*Estratto della pagina:*
In poche ore sono arrivate oltre 10mila firme per chiedere la nomina di un commissario per la sanità regionale che cambi la strategia lombarda per arginare la diffusione del coronavirus. In questi giorni nelle conversazioni telefoniche di qualsiasi lombardo c’è una domanda ricorrente: perché se siamo chiusi in casa da 40 giorni i nuovi contagi giornalieri continuano ad essere così alti? Chi sono i nuovi contagiati? Quanti anni hanno? Dove si sono infettati? L’assessore alla sanità Giulio Gallera ha infelicemente puntato il dito contro i bambini che giocano nei cortili e le troppe persone ancora in giro, ma la realtà raccontata dai dati sui controlli in strada è diversa.
SULLE 10 MILA PERSONE fermate mediamente ogni giorno a Milano il 95% è in regola con i permessi. Se l’assessore Gallera è in possesso di dati qualitativi sui nuovi contagiati dovrebbe condividerli con i cittadini che si stanno chiedendo, isolati nelle proprie case, cosa stiano facendo di sbagliato al quarantesimo giorno lockdown.
«La gestione della sanità lombarda è stata la miglior alleata del Covid-19» sostiene Vittorio Agnoletto, medico del lavoro, attivista, tra i promotori della petizione online insieme a Costituzione Beni Comuni, Medicina Democratica, Milano In Comune, Possibile, Rifondazione, Sinistra Italiana, diverse associazioni, e sostenuta anche da esponenti del Pd come l’eurodeputato Pierfrancesco Majorino. «Sono totalmente d’accordo con l’idea di mettere un commissario straordinario in Regione Lombardia sul tema della Sanità» ha scritto Majorino su Facebook. «Fontana e Gallera non ce la fanno».
L’ANALISI che molti fanno è che la sanità lombarda non è stata in grado di arginare la diffusione del virus perché da anni ha introiettato al suo interno l’impostazione della sanità privata e perché in questo mese e mezzo sono stati commessi diversi errori. «La sanità privata è disinteressata alla prevenzione e si concentra sulla cura, quella pubblica cerca di prevenire anche per alleggerire i costi pubblici» spiega Agnoletto. «In Lombardia non c’è più una cultura della prevenzione e della sanità pubblica».
Nella crisi del coronavirus la prima linea rappresentata dai medici di base è stata lasciata sola, senza indicazioni precise e soprattutto senza sistemi di protezione. «Ricordo il 4 marzo quando la Regione ci ha chiamati per la prima volta per consegnarci mascherine e guanti» racconta un medico di famiglia milanese. «Erano già in ritardo perché erano già passati 15 giorni dalla scoperta del primo caso a Codogno, la beffa è stata che le mascherine erano insufficienti per tutti».
Travolti i medici di base, il virus è finito in ospedale e il mondo ospedaliero ha dovuto lavorare senza l’argine della medicina territoriale che avrebbe invece potuto alleggerire il carico sugli ospedali. «Il virus non è stato inseguito, non c’è stata una strategia sui tamponi, non è stata fatta sorveglianza sanitaria» dice ancora Vittorio Agnoletto.

*Compito:* Per favore, trascrivi dall'estratto della pagina il passo da «In poche ore» a «strada è diversa.», senza alcuna modifica.

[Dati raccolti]
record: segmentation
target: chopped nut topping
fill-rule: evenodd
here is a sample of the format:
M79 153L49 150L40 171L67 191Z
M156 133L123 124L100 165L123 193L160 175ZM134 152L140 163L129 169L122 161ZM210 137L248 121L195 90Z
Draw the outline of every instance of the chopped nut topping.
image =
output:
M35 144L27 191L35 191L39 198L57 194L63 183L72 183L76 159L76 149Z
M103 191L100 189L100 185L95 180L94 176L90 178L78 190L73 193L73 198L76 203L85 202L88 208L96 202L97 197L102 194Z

*Risultato:*
In poche ore sono arrivate oltre 10mila firme per chiedere la nomina di un commissario per la sanità regionale che cambi la strategia lombarda per arginare la diffusione del coronavirus. In questi giorni nelle conversazioni telefoniche di qualsiasi lombardo c’è una domanda ricorrente: perché se siamo chiusi in casa da 40 giorni i nuovi contagi giornalieri continuano ad essere così alti? Chi sono i nuovi contagiati? Quanti anni hanno? Dove si sono infettati? L’assessore alla sanità Giulio Gallera ha infelicemente puntato il dito contro i bambini che giocano nei cortili e le troppe persone ancora in giro, ma la realtà raccontata dai dati sui controlli in strada è diversa.